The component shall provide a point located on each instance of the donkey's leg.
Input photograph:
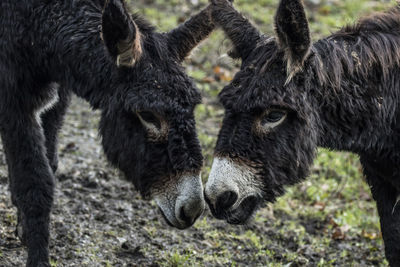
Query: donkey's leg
(52, 121)
(31, 182)
(386, 197)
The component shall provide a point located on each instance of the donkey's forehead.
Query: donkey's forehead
(261, 82)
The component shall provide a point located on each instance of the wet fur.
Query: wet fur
(53, 41)
(345, 97)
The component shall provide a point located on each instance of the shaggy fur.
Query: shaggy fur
(52, 48)
(345, 95)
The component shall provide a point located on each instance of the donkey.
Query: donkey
(291, 96)
(120, 65)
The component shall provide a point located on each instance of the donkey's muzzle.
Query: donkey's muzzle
(182, 203)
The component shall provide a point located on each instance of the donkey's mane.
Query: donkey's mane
(373, 42)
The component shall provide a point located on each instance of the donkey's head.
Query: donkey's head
(148, 127)
(267, 140)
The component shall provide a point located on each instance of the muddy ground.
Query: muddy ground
(99, 220)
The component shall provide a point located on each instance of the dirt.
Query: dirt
(99, 220)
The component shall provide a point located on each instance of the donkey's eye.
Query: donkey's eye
(148, 117)
(273, 118)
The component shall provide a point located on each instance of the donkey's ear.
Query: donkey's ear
(120, 34)
(293, 33)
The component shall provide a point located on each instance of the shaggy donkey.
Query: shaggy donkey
(290, 96)
(120, 65)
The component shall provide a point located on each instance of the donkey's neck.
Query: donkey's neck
(357, 77)
(82, 63)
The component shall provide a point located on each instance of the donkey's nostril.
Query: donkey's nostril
(190, 211)
(226, 200)
(183, 216)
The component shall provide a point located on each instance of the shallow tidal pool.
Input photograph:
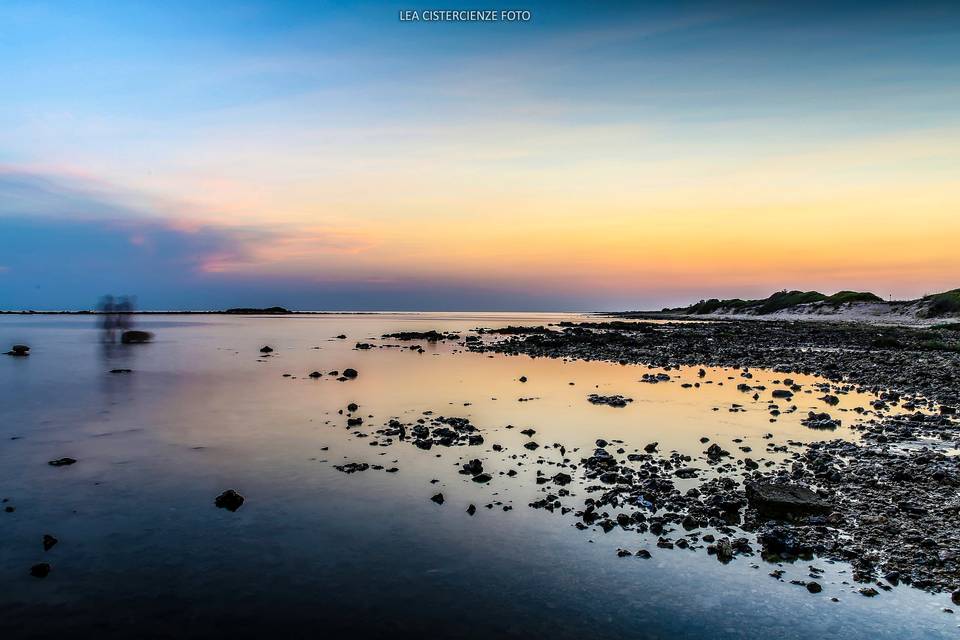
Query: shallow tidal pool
(143, 551)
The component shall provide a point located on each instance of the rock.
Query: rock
(136, 337)
(715, 452)
(472, 468)
(352, 467)
(229, 500)
(820, 421)
(785, 498)
(611, 401)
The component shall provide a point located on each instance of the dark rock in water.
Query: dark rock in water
(820, 421)
(611, 401)
(715, 452)
(785, 498)
(229, 500)
(135, 337)
(254, 311)
(472, 468)
(352, 467)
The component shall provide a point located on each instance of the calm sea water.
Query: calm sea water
(143, 551)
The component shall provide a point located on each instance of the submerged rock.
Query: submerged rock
(610, 401)
(229, 500)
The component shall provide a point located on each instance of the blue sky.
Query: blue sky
(604, 155)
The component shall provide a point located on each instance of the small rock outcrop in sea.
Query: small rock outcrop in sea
(229, 500)
(611, 401)
(136, 337)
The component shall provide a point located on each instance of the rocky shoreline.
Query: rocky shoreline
(888, 504)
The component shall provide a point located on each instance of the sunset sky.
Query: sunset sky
(604, 155)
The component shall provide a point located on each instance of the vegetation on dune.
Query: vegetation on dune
(936, 305)
(776, 302)
(842, 297)
(941, 304)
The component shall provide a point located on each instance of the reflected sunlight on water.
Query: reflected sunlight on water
(202, 410)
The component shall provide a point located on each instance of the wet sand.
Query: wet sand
(141, 544)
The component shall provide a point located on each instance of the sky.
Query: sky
(603, 155)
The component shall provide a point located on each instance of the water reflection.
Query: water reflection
(367, 553)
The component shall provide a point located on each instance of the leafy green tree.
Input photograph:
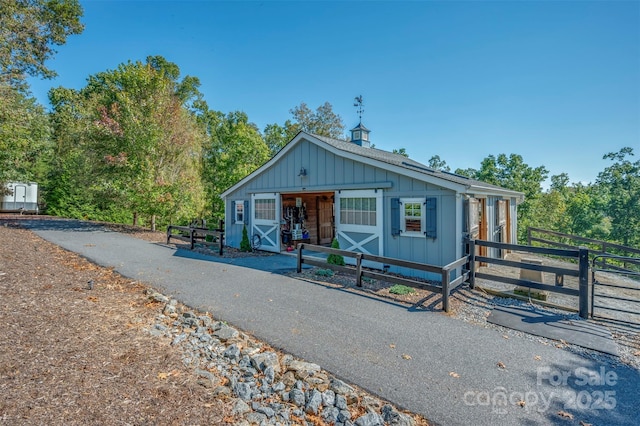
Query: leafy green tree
(29, 32)
(131, 128)
(438, 164)
(323, 121)
(401, 151)
(234, 149)
(24, 138)
(276, 136)
(620, 188)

* _Twoje zadanie_
Przepisz słowo w słowo wszystkie powyższe wpisy, ale pomiń w odpowiedzi obrazy.

* _Odpowiedź_
The component shall provide a point located on each instance of the donkey's leg.
Input photograph:
Query: donkey's leg
(52, 121)
(31, 182)
(386, 197)
The component shall provide a point located on each instance of the donkey's forehead.
Query: donkey's forehead
(261, 82)
The component shall provide a point located on each instance of the wet fur.
Query: wet fur
(53, 41)
(345, 97)
The component shall provide a point located on each instance of the shaggy fur.
Query: shaggy fur
(52, 48)
(345, 95)
The component shall provide a point located on each instance of the donkey.
Query: donkey
(291, 96)
(120, 65)
The component shall provide a point located on each instance of the donkey's muzzle.
Query: donkey's muzzle
(182, 203)
The component shall provide a point located on each instance of the donkey's mane.
Query: donkey's mane
(373, 42)
The component shall provide a point located on each instance of the donkey's head.
Query: donkey's head
(148, 127)
(267, 140)
The component shall provide a point located on each instance of the muddy ground.
Query: muddy ground
(99, 220)
The component shall provide a point located on each instance of the dirt.
Query: dirt
(99, 220)
The component shall provide a point located on each instance of the donkey's eye.
Query: donkey's eye
(148, 117)
(273, 118)
The component shall provide a point located on each instance of the donkey's ear.
Query: donkey's ear
(120, 34)
(293, 33)
The component shall provide a point located on each instance of the shaggy donkey.
Query: shaggy donkey
(290, 96)
(120, 65)
The component shall provide a point located on each instance of the donkey's neck.
Query: donkey's neck
(357, 77)
(82, 63)
The component shall provide a point located on each instance of the donkey's nostril.
Query: donkey's nostril
(190, 211)
(226, 200)
(183, 216)
The component shall provide a point located on each instance of the shallow tidal pool.
Input photograph:
Query: shallow tidal pool
(143, 551)
The component shall provide a point located on each instance of the rock.
Query: rock
(136, 337)
(715, 452)
(472, 468)
(352, 467)
(229, 500)
(820, 421)
(785, 498)
(611, 401)
The component shall provide a point located on each instance of the dark rock in water.
Query: dark rock in water
(820, 421)
(611, 401)
(715, 452)
(785, 498)
(229, 500)
(135, 337)
(254, 311)
(472, 468)
(352, 467)
The component shall provide a point located on each instance of the calm sea water.
Query: calm sea water
(143, 551)
The component shall provide a point located on each instance of the submerged rock.
Query: submerged rock
(610, 401)
(229, 500)
The component shall provide a point located on each instance of the blue sky.
Query: blue sky
(604, 155)
The component shall provide a point located on each instance of the small rock outcrop in sea.
Query: small rock outcrop in sea
(229, 500)
(611, 401)
(136, 337)
The component shall provide a point located on each instance of the rocky shoreline.
Query: rocky shoreline
(888, 504)
The component shall provide a point located on each instance of the sunset sky.
Query: sunset sky
(604, 155)
The component shall provide a point located on each instance of the vegetation on dune.
Query: vegetation on dune
(936, 305)
(776, 302)
(842, 297)
(941, 304)
The component shall provide a point located on each instance of the reflected sunlight on water.
Query: reflected sunlight on water
(202, 410)
The component shall provide a point located on each instance of the wet sand.
Query: wet sand
(141, 544)
The component shall provide a point located on each instance of the sky.
Query: sky
(603, 155)
The component shall provide a point located on each instance of the water reflection.
Query: water reflection
(367, 553)
The component shall provide a point located on each instance of the leafy green tree.
Input photograph:
Query: leafy green tree
(29, 32)
(131, 128)
(438, 164)
(323, 121)
(401, 151)
(234, 149)
(24, 138)
(276, 136)
(620, 188)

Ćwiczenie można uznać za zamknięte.